_EXERCISE DESCRIPTION_
Repeat each entry word for word.

_DATA EXTRACT_

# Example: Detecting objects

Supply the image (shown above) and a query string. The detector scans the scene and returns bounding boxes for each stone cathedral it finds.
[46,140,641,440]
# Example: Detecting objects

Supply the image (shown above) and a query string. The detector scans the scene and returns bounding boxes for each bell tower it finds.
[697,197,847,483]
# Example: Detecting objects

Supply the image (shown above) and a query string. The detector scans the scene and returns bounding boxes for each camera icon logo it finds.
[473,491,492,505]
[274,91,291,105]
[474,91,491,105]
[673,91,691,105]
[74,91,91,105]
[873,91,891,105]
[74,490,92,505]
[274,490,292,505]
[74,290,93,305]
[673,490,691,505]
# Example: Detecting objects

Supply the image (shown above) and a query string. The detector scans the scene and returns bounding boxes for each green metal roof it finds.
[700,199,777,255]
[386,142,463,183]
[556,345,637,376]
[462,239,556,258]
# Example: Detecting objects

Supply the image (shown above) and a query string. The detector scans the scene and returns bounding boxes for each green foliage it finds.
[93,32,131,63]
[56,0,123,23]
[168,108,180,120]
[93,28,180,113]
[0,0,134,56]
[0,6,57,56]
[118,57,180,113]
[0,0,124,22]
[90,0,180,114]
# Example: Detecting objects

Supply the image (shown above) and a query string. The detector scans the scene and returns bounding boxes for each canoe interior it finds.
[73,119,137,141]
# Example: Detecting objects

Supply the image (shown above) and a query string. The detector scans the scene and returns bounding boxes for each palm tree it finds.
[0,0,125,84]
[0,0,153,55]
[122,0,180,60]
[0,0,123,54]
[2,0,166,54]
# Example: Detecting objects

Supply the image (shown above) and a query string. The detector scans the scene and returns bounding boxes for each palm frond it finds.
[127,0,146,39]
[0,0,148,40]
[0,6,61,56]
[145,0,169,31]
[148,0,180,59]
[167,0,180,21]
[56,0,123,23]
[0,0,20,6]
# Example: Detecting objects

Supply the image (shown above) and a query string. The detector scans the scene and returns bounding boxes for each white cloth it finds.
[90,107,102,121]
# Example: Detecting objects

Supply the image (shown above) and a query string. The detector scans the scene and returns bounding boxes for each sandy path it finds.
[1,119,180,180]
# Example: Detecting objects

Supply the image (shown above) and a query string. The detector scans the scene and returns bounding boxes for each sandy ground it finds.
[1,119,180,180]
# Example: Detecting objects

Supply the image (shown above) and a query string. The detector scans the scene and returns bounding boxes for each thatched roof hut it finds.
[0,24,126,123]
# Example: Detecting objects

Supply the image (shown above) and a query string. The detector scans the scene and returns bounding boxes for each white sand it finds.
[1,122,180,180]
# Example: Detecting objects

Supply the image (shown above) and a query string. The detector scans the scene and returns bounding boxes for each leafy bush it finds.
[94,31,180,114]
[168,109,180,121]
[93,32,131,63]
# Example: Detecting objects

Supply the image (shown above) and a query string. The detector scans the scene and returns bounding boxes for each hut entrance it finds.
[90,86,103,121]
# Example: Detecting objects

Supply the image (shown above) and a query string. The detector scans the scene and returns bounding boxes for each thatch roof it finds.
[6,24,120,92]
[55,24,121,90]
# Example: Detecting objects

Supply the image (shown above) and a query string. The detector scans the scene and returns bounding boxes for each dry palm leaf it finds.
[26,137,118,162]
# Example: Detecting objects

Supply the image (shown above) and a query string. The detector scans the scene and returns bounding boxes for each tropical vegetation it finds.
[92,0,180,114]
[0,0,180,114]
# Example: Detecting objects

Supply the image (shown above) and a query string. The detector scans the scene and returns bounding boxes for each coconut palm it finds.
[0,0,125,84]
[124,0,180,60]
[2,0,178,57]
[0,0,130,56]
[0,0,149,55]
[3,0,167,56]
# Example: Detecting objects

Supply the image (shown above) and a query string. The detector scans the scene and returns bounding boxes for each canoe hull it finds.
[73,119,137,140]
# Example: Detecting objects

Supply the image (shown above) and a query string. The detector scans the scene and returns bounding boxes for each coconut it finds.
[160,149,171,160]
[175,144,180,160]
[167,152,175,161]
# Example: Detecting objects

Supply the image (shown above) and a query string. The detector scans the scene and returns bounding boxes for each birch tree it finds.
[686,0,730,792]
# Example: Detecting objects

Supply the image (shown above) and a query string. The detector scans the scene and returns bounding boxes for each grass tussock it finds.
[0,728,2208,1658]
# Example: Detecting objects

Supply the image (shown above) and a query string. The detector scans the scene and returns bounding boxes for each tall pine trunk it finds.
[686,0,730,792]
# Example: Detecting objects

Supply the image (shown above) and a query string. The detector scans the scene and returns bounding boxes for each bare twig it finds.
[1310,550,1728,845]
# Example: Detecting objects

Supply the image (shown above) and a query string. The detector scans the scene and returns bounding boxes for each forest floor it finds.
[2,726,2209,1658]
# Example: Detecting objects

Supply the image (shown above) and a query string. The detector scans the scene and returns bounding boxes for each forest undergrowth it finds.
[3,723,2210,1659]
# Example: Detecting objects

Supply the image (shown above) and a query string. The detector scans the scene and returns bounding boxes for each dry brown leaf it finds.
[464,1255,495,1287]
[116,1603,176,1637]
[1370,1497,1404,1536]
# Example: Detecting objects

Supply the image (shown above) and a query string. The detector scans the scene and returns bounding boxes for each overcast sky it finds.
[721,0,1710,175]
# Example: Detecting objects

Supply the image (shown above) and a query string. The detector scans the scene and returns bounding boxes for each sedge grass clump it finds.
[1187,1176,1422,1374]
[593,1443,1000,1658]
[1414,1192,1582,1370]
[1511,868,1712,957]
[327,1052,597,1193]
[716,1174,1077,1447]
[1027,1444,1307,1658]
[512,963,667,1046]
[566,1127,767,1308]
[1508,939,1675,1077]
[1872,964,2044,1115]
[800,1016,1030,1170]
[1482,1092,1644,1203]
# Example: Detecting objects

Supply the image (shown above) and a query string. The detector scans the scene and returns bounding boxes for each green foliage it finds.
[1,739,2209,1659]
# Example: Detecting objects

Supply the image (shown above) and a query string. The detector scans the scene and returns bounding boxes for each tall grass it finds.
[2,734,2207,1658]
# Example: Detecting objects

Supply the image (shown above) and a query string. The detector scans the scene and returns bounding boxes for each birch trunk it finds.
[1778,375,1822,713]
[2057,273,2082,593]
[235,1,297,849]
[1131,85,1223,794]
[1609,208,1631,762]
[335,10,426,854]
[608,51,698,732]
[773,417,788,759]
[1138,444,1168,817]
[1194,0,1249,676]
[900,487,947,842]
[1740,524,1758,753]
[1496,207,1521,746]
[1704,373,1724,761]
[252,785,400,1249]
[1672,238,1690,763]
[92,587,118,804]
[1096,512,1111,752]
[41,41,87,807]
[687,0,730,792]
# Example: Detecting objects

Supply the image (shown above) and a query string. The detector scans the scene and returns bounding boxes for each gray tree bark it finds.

_WRITTEN ANSWER_
# Example: Detecting objects

Supply the image (shown above) and a query string. The detector scans the scene and returns bounding boxes for each stone cathedral it finds.
[46,140,641,440]
# Example: Detecting objects

Supply the image (shown above) and a query string. The detector scans the scene and returns bounding boxes for each bell tower it finds.
[697,197,847,483]
# Example: Detecting objects

Supply the image (shown above) and a query string. The detector scans the scene and returns bounding boxes for each camera icon logo it finds.
[473,491,492,505]
[274,91,291,105]
[474,91,491,105]
[673,91,691,105]
[74,91,91,105]
[873,91,891,105]
[74,490,92,505]
[274,490,292,505]
[74,290,93,305]
[673,490,691,505]
# Example: Detecting objects

Supply the image (shown above) and a query string. The detector scans the scene and returns bounding boxes for each green metal roof it finds.
[700,199,777,255]
[386,142,463,183]
[556,345,637,376]
[462,239,556,258]
# Example: Detecting objects

Supply the image (shown above) and a query string. The detector scans the scene and returns bounding boxes for each green foliage it finds.
[93,32,131,63]
[56,0,123,23]
[168,108,180,120]
[93,28,180,113]
[0,0,134,56]
[0,6,57,56]
[118,57,180,113]
[0,0,124,22]
[90,0,180,114]
# Example: Detecting objects

Supply the image (shown above) and a query string. The detector scans the scene and returns bounding boxes for each canoe interior it finds.
[73,119,137,141]
# Example: Detecting objects

Supply the image (shown above) and a query string. The detector scans the scene and returns bounding boxes for each palm tree it finds.
[0,0,125,84]
[0,0,153,55]
[122,0,180,60]
[0,0,123,54]
[2,0,166,54]
# Example: Detecting objects

Supply the image (shown above) and a query string. The detector scans the scene and returns bounding boxes for each palm frond it finds.
[127,0,146,39]
[0,0,148,40]
[0,6,61,56]
[145,0,169,31]
[148,0,180,59]
[167,0,180,21]
[56,0,123,23]
[0,0,20,6]
# Example: Detecting objects

Supply the image (shown above) and a query string. The detector scans the scene and returns bounding boxes for each white cloth it finds.
[90,107,102,121]
# Example: Detecting objects

Supply the image (shown above) and a query string. The detector scans the scene and returns bounding boxes for each sandy path it finds.
[1,119,180,180]
# Example: Detecting objects

Supply the image (shown above) and a query string. The detector scans the scene and returns bounding boxes for each sandy ground it finds.
[1,119,180,180]
# Example: Detecting objects

Supply the image (shown above) and a query string. The detector scans the scene and returns bounding boxes for each thatched roof hut it finds.
[0,24,126,123]
# Example: Detecting objects

Supply the image (shown above) and a query string. The detector scans the scene and returns bounding boxes for each white sand it finds.
[1,122,180,180]
# Example: Detecting objects

Supply the image (shown above) and a query string. The detector scans the scene and returns bounding boxes for each leafy bush it finds.
[94,31,180,114]
[168,109,180,121]
[93,32,131,63]
# Example: Detecting objects

Supply the image (shown above) and a query string. The detector scans the scene and returns bounding boxes for each hut entrance it finds.
[90,86,103,121]
# Example: Detecting objects

Supply the image (shown above) and a query string. The detector scans the scene and returns bounding boxes for each thatch roof it finds.
[6,24,120,92]
[55,24,121,90]
# Example: Detecting objects

Supply the image (shown above) and a query string. The detector scans the scene and returns bounding boxes for each dry palm leaf it finds.
[26,137,118,162]
# Example: Detecting objects

Supply the image (shown above) and a query string. The detector scans the scene and returns bounding boxes for each tropical vegetation it finds.
[92,0,180,114]
[0,0,180,114]
# Example: Detecting objects

Supply the image (shown above) and a query string. The detector scans the scene and returns bounding boxes for each coconut palm it finds.
[0,0,125,84]
[124,0,180,60]
[2,0,178,57]
[0,0,130,56]
[0,0,149,55]
[3,0,167,56]
# Example: Detecting objects

Supply the image (shown above) and a query string. The detector scans the scene and returns bounding boxes for each canoe hull it finds.
[73,119,137,140]
# Example: Detecting objects

Supply the image (shown above) and a query string. The detector scans the scene and returns bounding boxes for each coconut it finds.
[160,149,171,160]
[175,144,180,160]
[167,152,175,161]
# Example: Detecting objects

Supply the image (shown above) and a query string. The detector scans the scene and returns bounding boxes for each birch tree it finds.
[686,0,730,792]
# Example: Detecting objects

Supply the image (shown above) and a query string. The detector scans the scene and returns bounding boxes for each grass tussock it finds.
[0,728,2208,1658]
# Example: Detecting objects

Supply the image (shown above) and a query string. The detector scans the scene and returns bounding boxes for each tall pine trunk it finds.
[686,0,730,792]
# Example: Detecting objects

Supply the image (shown above) and a query string. The detector scans the scene and returns bounding boxes for each bare twig it finds.
[1310,550,1728,845]
# Example: Detecting objects

Supply the image (shown above) and a query string. The detector scans the scene and returns bounding boxes for each forest floor it finds.
[2,726,2209,1658]
# Example: Detecting objects

Supply the image (shown above) and a query string. The detector scans the scene and returns bounding boxes for each forest undergrowth it finds.
[3,723,2210,1659]
# Example: Detecting objects

Supply the image (shown above) and a query string. The detector scans the scene and returns bounding boxes for each dry brown leaf it finds.
[464,1255,495,1287]
[116,1603,176,1637]
[1370,1497,1404,1536]
# Example: Detecting objects

Supply the image (shown above) and a query string. The detector scans the scene and returns bounding boxes for each overcast sky it finds.
[721,0,1710,175]
# Example: Detecting objects

Supply the image (shown above) and a query string. The detector scans the scene and returns bounding boxes for each sedge grass clump it finds.
[1187,1176,1422,1374]
[593,1443,1000,1658]
[1414,1192,1582,1370]
[1511,868,1712,957]
[327,1052,597,1193]
[716,1174,1077,1447]
[1027,1444,1307,1658]
[512,963,667,1046]
[566,1127,767,1308]
[1508,939,1675,1077]
[1872,964,2044,1115]
[800,1016,1030,1170]
[1482,1092,1644,1203]
# Example: Detecting objects

Supply the image (shown above) and a query string. The detector scans the scene and returns bounding boxes for each green foliage it finds.
[1,739,2209,1659]
# Example: Detecting objects

Supply the image (shown above) and a query string. The detector scans the scene and returns bounding boxes for each tall grass it finds.
[2,734,2207,1658]
# Example: Detecting objects

Supply the image (shown above) and a query string. The detector scans the scene and returns bounding boxes for each birch trunk it finds.
[1778,375,1822,713]
[2057,273,2082,593]
[235,1,297,849]
[1131,85,1223,794]
[1609,208,1631,762]
[335,10,426,854]
[608,51,698,732]
[773,417,788,759]
[1138,444,1168,817]
[1194,0,1249,676]
[900,487,947,842]
[1740,524,1758,753]
[1496,207,1521,746]
[1704,373,1724,761]
[252,785,400,1249]
[1672,238,1690,763]
[92,587,118,804]
[1096,512,1111,752]
[41,41,87,807]
[687,0,730,792]
# Example: Detecting objects

Supply the image (shown above) and a query string. The detector scans the scene and returns bounding boxes for each gray tree bark it finds.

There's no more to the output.